** DOCUMENT EXTRACT follows **
News of emerging vaccines promises light at the end of the coronavirus pandemic tunnel, but many people who’ve already had the disease continue to suffer from long-term effects.
Coronavirus, or Covid-19, is unusual in that it can affect people to widely varying degrees. Some, especially those at increased risk due to age or existing medical conditions, can die from the virus, while others can have it without even knowing, experiencing few or no symptoms.
Some can catch the virus and recover quickly and fully, but others suffer debilitating effects for weeks or months afterwards – a condition dubbed ‘long Covid’. It’s thought to affect more than 60,000 people in the UK, causing symptoms including fatigue, breathlessness, pain and ‘brain fog’.
Now the NHS is launching a network of more than 40 specialist ‘long Covid’ clinics dedicated to treating the lingering condition. Due to begin opening from the end of this month, the clinics will bring together doctors, nurses, therapists and other NHS staff to carry out physical and psychological assessments of those experiencing enduring symptoms.
Ten sites have been earmarked for the Midlands, seven in the North East, six in the East of England, South West and South East respectively, five in London and three in the North West. Initially they’ll treat patients who’ve been hospitalised, officially diagnosed after a test, or reasonably believe they’ve had Covid-19.
Patients will be able to access the new clinics’ services through a referral by their GP or other healthcare professional. This will allow doctors to first rule out any other possible underlying causes for symptoms, such as suspected stroke, lung cancers or respiratory conditions.
The NHS has also launched a ‘long Covid taskforce’, bringing together patients, clinicians, researchers and charities. It will help shape and manage the NHS approach to long Covid and produce information and support materials for patients and healthcare professionals to develop a wider understanding of the condition.
NHS Chief Executive Sir Simon Stevens said: “Long COVID is already having a very serious impact on many people’s lives and could well go on to affect hundreds of thousands. That’s why, while treating rising numbers of patients who are sick with the virus and many more who do not have it, the NHS is taking action to address those suffering ongoing health issues.
“These pioneering ‘long COVID’ clinics will help address the very real problems being faced by patients today while the taskforce will help the NHS develop a greater understanding of the lasting effects of coronavirus.”
A study from King’s College London found that older people, women and those with a greater number of different symptoms in the first week of their illness were more likely to develop long Covid, with one-in-10 still unable to shake off the side-effects eight weeks after infection. More recent evidence suggests long Covid can be categorised into four different syndromes: post intensive care syndrome, post viral fatigue syndrome, permanent organ damage and long-term Covid syndrome.
** End of DOCUMENT EXTRACT **
Reproduce the long Covid article from "News of emerging" to "from long-term effects.", with "treatments" swapped in for "vaccines". The items here have no connection to the long Covid article.
** DATASET EXCERPTS follows **
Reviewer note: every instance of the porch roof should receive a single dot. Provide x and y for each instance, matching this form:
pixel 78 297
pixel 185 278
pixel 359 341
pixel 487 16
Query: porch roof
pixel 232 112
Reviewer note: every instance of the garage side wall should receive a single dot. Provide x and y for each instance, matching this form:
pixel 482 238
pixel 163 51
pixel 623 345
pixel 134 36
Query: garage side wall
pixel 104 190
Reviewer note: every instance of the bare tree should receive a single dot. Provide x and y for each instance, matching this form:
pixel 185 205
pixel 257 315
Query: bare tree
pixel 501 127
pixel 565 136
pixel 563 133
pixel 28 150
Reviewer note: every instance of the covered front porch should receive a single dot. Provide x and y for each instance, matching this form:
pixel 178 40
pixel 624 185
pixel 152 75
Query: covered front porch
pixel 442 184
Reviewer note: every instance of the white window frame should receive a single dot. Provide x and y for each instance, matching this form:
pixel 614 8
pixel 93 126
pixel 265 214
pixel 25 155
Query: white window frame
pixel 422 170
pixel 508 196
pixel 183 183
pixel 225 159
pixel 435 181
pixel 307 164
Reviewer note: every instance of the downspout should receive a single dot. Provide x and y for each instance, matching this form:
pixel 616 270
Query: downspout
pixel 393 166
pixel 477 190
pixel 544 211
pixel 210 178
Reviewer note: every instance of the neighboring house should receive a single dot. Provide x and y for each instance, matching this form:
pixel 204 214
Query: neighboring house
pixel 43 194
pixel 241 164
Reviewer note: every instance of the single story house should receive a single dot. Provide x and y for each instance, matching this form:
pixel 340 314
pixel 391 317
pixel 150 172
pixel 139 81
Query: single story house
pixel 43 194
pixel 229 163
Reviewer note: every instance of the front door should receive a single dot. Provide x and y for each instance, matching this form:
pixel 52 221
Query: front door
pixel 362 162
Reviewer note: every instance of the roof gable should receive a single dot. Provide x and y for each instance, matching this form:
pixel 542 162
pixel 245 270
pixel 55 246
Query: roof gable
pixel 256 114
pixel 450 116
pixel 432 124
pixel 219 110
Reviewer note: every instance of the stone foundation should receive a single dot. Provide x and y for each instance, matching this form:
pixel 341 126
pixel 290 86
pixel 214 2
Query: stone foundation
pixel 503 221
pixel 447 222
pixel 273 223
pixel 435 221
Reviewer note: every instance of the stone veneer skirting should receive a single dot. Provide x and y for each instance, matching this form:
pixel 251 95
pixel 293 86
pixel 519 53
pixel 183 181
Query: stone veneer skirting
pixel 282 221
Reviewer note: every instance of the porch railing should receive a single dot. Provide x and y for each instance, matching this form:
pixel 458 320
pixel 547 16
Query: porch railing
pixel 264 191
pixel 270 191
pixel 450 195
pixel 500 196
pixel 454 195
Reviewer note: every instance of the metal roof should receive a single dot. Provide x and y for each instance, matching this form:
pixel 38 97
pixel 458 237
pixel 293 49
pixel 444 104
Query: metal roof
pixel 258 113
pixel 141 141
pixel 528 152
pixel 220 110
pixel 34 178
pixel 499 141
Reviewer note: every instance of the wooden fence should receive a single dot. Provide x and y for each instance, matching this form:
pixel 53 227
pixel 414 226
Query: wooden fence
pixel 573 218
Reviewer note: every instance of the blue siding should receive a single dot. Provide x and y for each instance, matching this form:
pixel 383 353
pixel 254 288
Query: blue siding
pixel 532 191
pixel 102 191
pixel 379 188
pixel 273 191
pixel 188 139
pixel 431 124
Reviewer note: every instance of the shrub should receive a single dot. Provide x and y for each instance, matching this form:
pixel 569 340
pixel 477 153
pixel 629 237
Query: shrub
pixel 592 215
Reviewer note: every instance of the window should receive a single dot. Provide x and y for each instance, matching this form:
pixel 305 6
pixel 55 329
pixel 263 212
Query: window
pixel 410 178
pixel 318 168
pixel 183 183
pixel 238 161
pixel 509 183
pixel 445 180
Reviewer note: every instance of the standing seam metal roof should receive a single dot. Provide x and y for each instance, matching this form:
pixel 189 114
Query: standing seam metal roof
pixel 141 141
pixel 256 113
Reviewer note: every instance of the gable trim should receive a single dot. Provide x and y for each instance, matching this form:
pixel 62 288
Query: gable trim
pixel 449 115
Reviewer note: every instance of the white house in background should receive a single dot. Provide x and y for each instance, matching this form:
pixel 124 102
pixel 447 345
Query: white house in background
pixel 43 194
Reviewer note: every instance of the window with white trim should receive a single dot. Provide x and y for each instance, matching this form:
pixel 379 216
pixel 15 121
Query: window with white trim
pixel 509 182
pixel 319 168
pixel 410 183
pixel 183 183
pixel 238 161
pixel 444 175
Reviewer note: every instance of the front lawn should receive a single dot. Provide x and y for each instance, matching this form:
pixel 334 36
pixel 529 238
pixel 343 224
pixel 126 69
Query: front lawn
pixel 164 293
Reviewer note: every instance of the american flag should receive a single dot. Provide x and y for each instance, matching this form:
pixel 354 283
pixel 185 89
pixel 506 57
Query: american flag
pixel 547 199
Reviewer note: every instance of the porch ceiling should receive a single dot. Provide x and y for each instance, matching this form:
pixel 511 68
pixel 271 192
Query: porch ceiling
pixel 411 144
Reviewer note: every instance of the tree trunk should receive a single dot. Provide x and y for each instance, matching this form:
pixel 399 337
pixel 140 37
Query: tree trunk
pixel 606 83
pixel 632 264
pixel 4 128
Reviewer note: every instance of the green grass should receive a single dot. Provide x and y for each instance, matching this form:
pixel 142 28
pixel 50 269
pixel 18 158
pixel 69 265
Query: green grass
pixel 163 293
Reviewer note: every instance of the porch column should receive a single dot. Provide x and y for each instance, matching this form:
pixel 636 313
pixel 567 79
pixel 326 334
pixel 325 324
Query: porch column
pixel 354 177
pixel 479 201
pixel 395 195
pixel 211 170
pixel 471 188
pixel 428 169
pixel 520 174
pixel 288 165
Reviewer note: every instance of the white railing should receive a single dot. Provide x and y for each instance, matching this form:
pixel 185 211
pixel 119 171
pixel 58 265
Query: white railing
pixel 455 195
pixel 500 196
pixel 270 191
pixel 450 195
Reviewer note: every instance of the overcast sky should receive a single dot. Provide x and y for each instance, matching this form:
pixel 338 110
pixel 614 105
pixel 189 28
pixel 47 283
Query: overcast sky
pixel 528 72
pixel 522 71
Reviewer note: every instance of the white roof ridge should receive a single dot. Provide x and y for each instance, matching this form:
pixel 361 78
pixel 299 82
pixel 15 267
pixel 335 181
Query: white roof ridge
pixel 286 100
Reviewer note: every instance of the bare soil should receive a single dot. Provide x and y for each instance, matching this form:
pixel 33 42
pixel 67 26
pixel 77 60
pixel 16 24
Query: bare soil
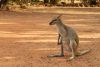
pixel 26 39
** End of DATASET EXCERPTS **
** DATASET EXCERPTS follows **
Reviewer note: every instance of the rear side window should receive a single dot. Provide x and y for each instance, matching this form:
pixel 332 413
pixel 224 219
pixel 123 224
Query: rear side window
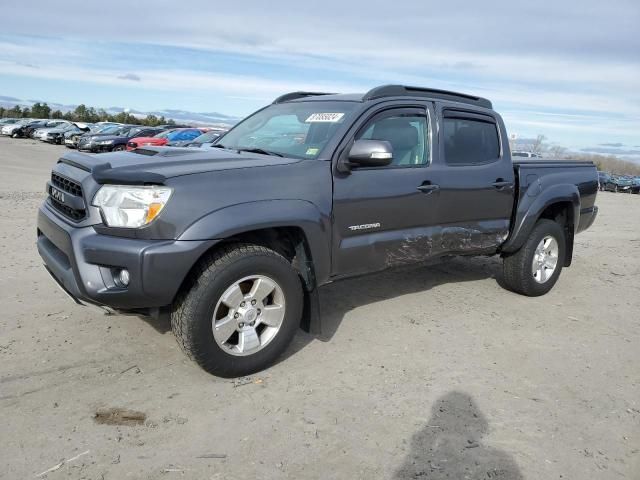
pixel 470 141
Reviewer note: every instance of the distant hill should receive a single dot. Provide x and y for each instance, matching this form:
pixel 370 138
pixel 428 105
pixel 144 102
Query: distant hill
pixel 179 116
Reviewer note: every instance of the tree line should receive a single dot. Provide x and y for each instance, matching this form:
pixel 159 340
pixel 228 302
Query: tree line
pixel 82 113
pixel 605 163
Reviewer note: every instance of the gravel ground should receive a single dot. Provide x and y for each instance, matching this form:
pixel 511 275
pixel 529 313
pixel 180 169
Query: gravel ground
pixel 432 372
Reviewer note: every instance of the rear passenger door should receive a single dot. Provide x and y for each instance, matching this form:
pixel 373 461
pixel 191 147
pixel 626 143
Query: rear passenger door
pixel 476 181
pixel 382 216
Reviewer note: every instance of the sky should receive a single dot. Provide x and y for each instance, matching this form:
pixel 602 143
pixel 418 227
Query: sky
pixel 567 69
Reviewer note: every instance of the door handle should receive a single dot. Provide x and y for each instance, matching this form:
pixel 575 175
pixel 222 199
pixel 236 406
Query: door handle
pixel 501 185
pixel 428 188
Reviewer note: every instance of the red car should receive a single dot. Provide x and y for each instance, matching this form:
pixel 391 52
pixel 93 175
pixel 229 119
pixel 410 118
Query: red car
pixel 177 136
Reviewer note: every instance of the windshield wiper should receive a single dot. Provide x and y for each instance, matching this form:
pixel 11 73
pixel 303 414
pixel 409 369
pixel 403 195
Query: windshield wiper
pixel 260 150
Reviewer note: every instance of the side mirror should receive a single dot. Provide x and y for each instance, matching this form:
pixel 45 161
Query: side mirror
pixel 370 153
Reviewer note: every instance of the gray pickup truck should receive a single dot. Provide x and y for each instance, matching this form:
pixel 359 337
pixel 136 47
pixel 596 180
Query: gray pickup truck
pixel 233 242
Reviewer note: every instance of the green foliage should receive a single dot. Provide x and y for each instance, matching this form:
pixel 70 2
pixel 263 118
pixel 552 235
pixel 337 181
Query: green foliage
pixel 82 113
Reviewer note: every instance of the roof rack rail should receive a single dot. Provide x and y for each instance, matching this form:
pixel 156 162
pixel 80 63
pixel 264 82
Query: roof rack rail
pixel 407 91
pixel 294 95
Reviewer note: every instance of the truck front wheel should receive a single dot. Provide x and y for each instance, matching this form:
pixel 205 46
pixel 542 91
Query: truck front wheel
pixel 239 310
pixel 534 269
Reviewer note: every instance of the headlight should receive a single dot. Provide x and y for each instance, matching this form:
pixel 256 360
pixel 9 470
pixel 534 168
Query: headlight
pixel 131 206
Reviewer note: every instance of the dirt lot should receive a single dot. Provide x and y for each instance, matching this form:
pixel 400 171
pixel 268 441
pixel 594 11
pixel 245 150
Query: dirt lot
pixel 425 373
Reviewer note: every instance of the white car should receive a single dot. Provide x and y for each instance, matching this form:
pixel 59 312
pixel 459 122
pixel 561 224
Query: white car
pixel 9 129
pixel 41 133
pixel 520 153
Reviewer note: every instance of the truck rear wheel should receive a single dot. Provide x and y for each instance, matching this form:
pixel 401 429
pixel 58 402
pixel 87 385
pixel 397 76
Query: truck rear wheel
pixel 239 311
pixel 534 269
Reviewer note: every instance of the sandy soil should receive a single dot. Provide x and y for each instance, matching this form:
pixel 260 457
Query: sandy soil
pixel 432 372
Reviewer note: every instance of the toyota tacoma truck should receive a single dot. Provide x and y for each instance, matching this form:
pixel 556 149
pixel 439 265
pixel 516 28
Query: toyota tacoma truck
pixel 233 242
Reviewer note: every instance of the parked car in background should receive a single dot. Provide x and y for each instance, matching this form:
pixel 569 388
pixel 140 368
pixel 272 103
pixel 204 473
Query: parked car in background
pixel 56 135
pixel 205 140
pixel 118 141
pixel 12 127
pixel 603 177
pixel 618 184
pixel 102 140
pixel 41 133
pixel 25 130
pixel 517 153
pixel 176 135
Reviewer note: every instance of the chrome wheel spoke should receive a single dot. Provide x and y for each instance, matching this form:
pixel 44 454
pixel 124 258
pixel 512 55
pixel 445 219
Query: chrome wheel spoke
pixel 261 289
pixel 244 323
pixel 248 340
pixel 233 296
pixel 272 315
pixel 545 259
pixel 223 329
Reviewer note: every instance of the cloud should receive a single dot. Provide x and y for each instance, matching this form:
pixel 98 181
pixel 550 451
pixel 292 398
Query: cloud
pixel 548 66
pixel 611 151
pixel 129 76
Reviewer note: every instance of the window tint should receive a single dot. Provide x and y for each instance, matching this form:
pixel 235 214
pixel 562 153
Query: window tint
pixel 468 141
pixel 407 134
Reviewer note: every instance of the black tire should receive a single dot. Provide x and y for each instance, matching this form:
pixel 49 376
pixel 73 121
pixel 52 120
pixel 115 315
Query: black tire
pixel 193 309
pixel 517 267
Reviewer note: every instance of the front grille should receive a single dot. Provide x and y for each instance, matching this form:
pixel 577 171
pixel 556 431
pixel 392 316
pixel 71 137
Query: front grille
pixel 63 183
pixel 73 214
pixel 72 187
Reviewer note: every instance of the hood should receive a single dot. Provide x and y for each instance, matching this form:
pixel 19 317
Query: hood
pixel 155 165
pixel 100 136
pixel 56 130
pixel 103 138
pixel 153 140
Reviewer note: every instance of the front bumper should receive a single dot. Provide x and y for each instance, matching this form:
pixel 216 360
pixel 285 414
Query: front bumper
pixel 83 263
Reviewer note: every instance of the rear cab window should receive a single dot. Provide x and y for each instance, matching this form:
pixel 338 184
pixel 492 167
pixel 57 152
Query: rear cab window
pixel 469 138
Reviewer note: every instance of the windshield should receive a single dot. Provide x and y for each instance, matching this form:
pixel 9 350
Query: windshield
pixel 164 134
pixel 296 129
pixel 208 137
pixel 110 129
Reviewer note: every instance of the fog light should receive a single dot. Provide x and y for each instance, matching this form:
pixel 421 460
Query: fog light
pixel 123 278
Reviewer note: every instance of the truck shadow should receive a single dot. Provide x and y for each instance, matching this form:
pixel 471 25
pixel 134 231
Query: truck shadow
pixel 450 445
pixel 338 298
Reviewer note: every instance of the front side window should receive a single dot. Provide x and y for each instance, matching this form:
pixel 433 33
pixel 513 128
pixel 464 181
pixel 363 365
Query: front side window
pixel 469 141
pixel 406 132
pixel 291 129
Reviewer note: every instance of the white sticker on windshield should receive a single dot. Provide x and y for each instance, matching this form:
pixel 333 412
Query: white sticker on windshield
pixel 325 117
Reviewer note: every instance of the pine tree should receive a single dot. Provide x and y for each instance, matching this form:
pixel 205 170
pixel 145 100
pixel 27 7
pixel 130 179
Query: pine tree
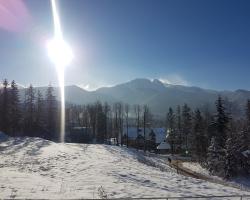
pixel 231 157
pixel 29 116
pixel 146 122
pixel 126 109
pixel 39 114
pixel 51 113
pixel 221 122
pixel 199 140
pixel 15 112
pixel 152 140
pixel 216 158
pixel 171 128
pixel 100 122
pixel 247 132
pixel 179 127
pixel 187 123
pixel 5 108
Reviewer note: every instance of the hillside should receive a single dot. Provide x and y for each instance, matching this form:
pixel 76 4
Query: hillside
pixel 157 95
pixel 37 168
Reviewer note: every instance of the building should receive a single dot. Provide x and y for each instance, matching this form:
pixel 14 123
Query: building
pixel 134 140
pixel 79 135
** End of DATASET EXCERPTS **
** DATASET EXCERPTS follows **
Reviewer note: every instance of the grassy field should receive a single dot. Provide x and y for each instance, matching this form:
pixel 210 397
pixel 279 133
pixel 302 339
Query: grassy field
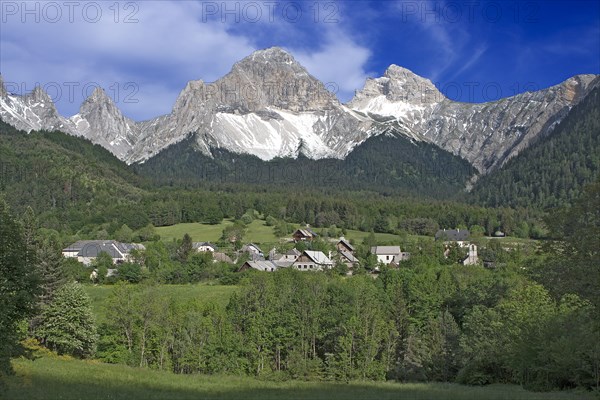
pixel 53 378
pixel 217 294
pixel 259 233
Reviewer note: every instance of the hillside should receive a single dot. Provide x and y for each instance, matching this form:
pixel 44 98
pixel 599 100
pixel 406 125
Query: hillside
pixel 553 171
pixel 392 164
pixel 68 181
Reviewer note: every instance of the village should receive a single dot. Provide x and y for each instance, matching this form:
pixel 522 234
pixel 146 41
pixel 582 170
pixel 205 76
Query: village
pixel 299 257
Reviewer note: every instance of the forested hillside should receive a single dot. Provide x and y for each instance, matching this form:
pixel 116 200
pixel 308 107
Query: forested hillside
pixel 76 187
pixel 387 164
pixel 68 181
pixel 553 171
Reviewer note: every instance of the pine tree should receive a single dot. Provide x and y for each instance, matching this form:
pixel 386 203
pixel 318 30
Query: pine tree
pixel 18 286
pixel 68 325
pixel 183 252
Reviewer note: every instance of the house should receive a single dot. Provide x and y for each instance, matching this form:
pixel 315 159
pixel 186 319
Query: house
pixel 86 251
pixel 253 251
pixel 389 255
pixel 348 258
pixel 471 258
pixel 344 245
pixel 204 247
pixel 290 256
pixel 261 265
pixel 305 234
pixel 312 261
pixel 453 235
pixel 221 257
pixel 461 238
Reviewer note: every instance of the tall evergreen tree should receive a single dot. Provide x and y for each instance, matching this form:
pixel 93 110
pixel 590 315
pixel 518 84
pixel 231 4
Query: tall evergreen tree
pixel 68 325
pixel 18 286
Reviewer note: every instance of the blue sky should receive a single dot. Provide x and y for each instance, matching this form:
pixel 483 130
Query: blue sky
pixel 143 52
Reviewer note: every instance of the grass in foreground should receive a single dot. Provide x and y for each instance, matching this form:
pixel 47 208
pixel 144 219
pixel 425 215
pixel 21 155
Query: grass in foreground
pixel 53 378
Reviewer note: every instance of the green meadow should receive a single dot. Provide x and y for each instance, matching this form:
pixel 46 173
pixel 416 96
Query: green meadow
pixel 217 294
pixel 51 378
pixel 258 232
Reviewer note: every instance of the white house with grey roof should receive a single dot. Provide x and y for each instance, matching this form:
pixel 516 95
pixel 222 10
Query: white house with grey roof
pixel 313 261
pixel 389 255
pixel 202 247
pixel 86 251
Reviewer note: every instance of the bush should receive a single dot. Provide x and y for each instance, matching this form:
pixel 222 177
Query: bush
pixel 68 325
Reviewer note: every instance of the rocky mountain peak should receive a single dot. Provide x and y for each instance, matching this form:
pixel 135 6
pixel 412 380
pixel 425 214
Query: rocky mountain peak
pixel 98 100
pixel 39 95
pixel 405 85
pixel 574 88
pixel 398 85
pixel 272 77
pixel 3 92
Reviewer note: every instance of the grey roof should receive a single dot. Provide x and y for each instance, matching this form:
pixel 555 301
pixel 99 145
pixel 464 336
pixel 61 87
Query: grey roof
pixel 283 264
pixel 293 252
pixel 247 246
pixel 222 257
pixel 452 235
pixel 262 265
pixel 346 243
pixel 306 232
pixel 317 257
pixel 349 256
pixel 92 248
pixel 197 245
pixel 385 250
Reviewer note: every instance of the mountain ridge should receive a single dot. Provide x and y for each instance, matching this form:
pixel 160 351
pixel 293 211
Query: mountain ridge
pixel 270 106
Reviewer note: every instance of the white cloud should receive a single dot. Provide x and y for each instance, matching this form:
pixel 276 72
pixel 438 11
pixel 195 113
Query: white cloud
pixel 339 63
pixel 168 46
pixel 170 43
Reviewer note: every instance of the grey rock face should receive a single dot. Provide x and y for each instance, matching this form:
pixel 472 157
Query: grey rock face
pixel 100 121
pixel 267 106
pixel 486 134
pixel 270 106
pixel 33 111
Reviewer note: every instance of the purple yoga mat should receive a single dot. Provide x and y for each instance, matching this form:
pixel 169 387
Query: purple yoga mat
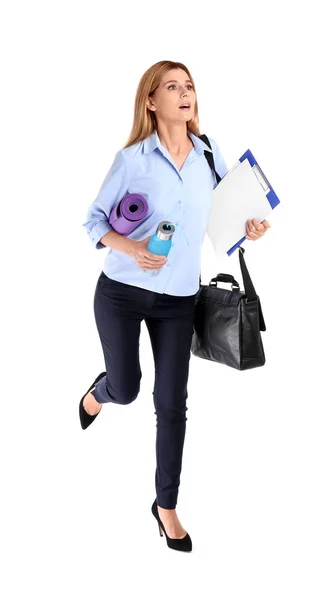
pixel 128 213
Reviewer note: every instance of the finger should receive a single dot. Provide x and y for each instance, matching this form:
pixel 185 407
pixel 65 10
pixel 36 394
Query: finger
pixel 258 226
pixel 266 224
** End of DATASET EXCERPTS **
§ **ANSWER**
News of emerging treatments promises light at the end of the coronavirus pandemic tunnel, but many people who’ve already had the disease continue to suffer from long-term effects.